• [TASK PROMPT]
Using the entries that follow, write out the line containing "point: cheek |", the line containing "point: skin |", and every line between them, exactly and nothing else.
*** DATA EXCERPTS ***
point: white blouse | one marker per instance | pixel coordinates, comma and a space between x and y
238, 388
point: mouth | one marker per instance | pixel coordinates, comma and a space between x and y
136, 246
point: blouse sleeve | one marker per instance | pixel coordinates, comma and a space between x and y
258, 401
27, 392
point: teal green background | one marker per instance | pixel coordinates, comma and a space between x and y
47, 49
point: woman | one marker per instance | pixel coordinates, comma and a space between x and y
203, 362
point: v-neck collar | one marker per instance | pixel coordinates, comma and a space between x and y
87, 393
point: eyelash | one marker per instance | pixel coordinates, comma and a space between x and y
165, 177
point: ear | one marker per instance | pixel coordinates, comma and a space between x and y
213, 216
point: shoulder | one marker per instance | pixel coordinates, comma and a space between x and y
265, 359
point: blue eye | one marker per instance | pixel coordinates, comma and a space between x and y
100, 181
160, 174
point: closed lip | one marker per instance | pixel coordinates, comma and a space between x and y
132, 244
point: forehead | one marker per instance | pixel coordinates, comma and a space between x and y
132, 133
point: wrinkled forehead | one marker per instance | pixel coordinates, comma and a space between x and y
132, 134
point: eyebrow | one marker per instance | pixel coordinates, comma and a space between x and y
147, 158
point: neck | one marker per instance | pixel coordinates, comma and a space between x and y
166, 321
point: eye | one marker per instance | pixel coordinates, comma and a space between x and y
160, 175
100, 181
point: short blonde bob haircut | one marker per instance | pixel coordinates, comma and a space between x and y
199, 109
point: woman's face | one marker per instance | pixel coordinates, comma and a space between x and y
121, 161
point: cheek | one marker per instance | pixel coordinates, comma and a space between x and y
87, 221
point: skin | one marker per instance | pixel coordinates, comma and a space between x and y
*** End of DATA EXCERPTS ***
*** DATA EXCERPTS ***
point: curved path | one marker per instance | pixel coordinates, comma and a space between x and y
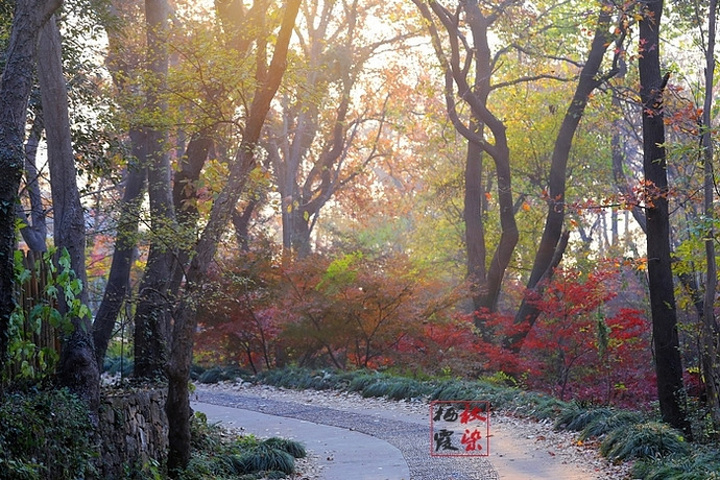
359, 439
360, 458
*** End of DATA EXCERPTS ***
• [OUTPUT FOR THIS TASK]
point: cheek | one marker per instance | pixel coordinates, comma and a space between x and y
87, 221
point: skin | one marker per instance | pixel coordinates, comma and a space between x and y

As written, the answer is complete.